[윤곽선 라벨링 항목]

###

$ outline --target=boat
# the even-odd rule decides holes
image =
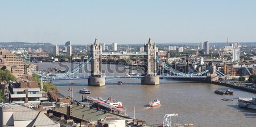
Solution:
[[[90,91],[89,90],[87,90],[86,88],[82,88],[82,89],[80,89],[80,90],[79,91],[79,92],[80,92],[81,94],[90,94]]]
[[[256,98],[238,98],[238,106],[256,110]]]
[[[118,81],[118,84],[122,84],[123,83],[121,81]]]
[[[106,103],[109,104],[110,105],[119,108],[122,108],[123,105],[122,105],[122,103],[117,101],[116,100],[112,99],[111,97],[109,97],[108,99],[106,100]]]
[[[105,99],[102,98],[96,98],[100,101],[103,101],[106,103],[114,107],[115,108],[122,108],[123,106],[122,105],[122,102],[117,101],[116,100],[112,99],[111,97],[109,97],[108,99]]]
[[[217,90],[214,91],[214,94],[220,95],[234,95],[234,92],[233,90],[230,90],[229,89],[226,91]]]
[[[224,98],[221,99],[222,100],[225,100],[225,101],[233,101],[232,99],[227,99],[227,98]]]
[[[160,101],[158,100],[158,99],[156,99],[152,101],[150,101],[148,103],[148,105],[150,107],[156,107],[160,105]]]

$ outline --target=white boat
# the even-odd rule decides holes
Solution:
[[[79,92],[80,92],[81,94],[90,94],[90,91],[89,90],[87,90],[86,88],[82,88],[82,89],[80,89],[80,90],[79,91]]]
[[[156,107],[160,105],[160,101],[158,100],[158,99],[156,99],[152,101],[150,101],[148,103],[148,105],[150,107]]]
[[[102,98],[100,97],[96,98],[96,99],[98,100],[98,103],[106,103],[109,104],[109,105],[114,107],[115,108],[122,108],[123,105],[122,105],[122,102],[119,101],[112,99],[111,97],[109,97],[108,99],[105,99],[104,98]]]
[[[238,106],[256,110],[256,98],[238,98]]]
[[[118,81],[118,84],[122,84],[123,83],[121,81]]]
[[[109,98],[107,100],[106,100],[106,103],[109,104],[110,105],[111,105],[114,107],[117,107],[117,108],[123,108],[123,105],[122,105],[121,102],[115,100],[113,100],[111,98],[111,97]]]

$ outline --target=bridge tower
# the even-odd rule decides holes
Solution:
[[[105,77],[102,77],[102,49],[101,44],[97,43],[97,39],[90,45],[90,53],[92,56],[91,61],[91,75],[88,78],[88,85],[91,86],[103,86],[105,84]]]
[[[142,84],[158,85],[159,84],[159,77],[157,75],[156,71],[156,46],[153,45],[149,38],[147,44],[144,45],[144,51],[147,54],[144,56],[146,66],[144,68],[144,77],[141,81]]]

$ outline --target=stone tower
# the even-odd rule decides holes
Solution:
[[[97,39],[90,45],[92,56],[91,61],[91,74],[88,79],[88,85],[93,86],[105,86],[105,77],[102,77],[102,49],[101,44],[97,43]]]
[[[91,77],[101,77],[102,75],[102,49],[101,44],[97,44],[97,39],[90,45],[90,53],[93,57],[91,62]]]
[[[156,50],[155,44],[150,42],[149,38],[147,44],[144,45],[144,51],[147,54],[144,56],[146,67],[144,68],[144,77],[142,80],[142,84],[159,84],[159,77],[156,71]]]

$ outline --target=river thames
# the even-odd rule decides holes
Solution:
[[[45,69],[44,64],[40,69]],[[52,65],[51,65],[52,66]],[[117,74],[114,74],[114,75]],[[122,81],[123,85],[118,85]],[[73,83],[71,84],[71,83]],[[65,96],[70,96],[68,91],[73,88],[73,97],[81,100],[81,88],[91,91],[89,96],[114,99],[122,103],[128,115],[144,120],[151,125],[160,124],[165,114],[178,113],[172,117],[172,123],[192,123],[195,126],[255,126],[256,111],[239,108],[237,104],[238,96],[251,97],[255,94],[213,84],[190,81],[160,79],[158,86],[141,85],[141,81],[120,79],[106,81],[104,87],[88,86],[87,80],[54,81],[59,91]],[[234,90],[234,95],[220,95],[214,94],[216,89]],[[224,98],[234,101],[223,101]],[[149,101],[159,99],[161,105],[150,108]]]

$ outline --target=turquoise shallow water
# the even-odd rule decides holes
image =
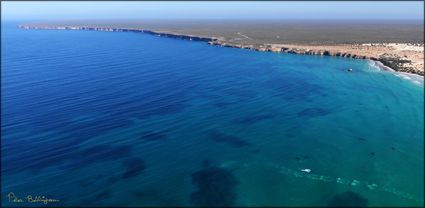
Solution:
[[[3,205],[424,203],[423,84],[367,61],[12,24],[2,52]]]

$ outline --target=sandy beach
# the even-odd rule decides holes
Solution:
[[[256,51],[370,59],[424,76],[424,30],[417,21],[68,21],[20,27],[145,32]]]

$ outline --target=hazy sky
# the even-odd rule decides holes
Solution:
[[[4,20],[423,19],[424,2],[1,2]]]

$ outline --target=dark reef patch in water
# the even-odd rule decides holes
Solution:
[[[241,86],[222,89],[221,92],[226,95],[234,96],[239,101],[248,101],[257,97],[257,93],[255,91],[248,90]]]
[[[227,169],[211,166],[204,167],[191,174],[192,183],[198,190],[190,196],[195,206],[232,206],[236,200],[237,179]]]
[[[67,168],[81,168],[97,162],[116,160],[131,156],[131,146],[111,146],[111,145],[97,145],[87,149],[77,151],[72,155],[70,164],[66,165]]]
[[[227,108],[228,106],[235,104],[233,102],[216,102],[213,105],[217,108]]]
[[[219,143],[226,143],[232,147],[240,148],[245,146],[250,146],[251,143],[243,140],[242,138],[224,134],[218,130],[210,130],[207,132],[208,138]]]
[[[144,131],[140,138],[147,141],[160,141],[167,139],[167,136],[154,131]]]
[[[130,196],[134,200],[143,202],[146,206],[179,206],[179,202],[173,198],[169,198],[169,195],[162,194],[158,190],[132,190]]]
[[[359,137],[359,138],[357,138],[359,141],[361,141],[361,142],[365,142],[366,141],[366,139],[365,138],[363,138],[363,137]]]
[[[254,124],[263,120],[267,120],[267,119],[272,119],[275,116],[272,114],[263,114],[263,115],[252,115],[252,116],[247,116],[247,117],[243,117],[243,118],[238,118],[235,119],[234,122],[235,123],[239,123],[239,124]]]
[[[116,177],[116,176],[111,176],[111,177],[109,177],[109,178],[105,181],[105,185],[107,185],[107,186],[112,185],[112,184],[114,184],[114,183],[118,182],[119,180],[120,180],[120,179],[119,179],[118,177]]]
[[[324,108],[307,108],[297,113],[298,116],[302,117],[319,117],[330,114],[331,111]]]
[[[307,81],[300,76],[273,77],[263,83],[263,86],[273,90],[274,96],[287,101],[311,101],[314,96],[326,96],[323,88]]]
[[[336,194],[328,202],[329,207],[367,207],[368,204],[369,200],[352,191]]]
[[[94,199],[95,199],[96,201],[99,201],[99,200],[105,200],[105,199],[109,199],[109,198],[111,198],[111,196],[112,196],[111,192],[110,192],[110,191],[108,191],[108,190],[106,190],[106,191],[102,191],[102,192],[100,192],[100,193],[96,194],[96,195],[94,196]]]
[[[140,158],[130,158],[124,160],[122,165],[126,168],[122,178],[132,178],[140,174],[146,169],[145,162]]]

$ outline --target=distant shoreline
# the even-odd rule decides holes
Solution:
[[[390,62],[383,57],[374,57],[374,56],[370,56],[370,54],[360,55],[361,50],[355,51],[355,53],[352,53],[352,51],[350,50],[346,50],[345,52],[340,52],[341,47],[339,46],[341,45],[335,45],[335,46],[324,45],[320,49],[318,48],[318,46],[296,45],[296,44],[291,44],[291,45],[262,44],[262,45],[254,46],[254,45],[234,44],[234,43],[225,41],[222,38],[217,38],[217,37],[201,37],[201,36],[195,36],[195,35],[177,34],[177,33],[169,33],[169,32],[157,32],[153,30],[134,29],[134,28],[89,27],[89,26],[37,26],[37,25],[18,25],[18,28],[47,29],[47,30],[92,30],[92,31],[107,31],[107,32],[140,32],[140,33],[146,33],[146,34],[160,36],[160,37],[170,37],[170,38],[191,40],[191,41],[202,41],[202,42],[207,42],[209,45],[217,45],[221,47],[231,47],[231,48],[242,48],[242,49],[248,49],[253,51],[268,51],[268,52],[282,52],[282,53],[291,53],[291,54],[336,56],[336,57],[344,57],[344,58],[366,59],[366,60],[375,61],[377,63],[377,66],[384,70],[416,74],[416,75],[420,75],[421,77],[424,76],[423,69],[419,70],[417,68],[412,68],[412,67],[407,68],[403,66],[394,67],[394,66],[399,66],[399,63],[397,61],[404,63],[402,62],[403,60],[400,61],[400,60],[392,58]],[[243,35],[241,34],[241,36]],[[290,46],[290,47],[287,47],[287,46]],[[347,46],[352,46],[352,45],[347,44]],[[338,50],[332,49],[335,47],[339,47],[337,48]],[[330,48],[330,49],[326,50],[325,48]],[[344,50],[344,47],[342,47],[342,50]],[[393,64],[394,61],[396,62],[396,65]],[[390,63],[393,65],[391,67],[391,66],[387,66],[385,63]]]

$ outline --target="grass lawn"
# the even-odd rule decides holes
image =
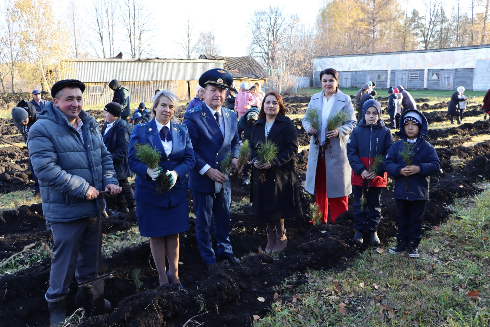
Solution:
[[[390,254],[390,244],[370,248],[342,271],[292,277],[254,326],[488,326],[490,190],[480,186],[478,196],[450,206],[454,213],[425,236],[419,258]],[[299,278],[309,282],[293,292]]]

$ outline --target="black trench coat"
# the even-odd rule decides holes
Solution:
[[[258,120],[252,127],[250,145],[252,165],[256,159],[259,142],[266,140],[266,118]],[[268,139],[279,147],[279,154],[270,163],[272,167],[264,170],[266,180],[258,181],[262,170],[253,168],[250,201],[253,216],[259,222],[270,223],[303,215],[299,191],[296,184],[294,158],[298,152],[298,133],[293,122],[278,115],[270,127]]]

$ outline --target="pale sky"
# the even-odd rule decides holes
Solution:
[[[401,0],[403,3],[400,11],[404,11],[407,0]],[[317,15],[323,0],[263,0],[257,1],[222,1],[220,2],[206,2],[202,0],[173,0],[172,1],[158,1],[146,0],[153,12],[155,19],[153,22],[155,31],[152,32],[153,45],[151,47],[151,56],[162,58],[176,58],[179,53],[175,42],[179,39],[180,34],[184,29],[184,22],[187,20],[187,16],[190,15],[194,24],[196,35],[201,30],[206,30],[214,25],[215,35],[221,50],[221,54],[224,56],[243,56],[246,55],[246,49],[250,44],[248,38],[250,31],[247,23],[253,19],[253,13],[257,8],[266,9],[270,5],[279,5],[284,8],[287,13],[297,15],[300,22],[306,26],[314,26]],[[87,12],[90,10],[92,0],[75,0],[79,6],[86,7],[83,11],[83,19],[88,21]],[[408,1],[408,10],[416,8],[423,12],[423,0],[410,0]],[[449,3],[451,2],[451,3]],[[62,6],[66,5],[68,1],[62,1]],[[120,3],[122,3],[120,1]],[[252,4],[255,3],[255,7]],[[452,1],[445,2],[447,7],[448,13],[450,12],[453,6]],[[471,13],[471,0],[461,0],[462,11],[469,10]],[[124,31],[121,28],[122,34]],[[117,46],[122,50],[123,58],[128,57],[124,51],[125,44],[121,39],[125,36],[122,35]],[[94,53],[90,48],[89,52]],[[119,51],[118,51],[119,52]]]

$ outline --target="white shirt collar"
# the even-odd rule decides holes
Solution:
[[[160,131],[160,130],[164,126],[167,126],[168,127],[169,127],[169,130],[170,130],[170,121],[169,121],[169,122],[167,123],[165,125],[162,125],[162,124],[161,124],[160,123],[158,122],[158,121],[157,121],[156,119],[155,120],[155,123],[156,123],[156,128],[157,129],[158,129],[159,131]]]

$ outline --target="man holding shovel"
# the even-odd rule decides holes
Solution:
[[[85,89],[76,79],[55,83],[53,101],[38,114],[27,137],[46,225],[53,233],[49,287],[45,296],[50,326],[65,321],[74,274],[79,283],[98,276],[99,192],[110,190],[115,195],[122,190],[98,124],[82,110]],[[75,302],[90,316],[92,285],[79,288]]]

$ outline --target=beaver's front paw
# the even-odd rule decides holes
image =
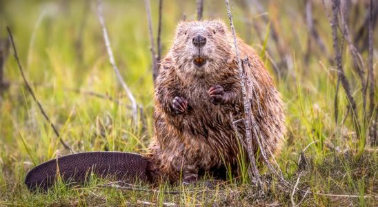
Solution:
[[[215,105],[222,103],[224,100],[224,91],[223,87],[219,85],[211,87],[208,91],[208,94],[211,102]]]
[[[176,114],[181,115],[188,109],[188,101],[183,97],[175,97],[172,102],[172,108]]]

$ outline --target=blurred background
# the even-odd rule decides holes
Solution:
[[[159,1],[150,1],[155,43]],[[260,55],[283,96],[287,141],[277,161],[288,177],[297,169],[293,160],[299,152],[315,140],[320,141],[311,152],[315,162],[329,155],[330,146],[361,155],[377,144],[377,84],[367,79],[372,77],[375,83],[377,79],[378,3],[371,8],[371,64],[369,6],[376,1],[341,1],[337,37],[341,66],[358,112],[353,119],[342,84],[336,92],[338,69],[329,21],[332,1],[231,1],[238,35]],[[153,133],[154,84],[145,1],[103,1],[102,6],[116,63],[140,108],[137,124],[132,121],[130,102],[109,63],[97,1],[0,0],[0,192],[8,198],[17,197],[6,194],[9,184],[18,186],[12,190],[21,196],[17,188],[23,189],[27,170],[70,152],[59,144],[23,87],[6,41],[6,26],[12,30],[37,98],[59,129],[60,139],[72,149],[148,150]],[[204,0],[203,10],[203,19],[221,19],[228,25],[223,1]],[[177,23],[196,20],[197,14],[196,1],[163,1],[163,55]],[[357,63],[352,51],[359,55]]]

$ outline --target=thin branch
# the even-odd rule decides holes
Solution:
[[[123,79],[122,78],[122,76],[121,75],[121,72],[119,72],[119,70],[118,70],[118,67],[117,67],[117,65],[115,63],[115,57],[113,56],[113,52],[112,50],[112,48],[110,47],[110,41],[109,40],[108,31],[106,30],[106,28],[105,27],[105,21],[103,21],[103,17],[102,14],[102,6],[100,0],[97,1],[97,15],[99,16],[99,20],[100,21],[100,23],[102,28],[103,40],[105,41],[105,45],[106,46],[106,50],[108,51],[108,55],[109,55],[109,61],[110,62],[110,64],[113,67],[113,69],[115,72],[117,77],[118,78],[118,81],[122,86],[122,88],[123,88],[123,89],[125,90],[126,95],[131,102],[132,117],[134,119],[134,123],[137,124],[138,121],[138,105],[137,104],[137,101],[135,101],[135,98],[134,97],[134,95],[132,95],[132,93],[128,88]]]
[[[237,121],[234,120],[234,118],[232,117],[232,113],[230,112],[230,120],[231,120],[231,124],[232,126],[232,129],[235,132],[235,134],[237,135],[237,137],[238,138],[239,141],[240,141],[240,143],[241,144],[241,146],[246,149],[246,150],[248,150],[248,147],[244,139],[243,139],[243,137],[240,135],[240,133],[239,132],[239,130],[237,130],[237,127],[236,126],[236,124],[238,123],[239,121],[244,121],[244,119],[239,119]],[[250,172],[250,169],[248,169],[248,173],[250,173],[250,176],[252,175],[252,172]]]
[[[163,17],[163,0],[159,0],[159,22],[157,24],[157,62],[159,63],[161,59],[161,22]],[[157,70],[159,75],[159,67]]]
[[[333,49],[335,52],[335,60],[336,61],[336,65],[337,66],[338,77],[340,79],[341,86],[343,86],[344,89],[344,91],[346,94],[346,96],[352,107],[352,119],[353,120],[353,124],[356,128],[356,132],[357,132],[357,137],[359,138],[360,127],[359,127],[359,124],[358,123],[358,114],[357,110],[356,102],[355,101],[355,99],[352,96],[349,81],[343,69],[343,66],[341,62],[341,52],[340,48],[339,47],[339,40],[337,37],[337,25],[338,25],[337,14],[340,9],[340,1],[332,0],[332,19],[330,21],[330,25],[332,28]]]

###

◆ **작업 목표**
위 자료 가운데 "outline --target=sandy beach" 포함 줄에서 시작해 "[[[4,20],[423,19],[424,2],[1,2]]]" 포함 줄에서 끝나는 구간만 다시 적으세요. 그 안의 "hazy sky" 자리에 "overcast sky" 표현을 넣고 나머지는 그대로 둡니다.

◆ **정답**
$ outline --target=sandy beach
# the even-odd rule decides holes
Solution:
[[[256,51],[370,59],[424,76],[424,30],[417,21],[68,21],[20,27],[145,32]]]

$ outline --target=overcast sky
# the even-odd rule decides holes
Solution:
[[[4,20],[423,19],[424,2],[1,2]]]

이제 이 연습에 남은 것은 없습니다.